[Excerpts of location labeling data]

== == ==

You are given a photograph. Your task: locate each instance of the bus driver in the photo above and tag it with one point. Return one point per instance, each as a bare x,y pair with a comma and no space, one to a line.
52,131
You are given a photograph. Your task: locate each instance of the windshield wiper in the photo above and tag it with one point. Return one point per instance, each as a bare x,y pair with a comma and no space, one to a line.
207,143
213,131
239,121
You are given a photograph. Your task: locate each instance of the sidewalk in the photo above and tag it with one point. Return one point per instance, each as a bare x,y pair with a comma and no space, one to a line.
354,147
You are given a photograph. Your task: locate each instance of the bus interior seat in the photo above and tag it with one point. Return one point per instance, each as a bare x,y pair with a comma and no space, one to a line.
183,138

== == ==

**Exercise brief:**
Render every line of the rows above as a Markdown table with two columns, Index and Line. Give each line its number and leave out any blank lines.

**Finished answer:**
| Index | Line |
|---|---|
| 1 | You are given a photograph. Your task: locate each instance of the bus driver in the photo above and tag it with one point. Return one point per instance, each as a bare x,y pair with a comma and no space, one to a line. |
| 2 | 52,131 |
| 3 | You are given a photograph. Your task: locate each instance of the windshield wiper in the photo above and tag it with one point. Return one point per instance, each as a bare x,y pair with a comma and no space, one to a line. |
| 4 | 207,143 |
| 5 | 213,131 |
| 6 | 239,121 |
| 7 | You are given a photograph. Your task: locate each instance of the sidewalk in the photo above and tag it with one point. Return one point per instance, each as a bare x,y pair with a comma and no space, one to a line. |
| 8 | 354,147 |
| 9 | You are given a photograph. Your task: locate each instance of the bus interior seat in the photo above and tag it with one point. Return one point per instance, each as a bare x,y pair with a comma and no space, one to a line. |
| 10 | 183,138 |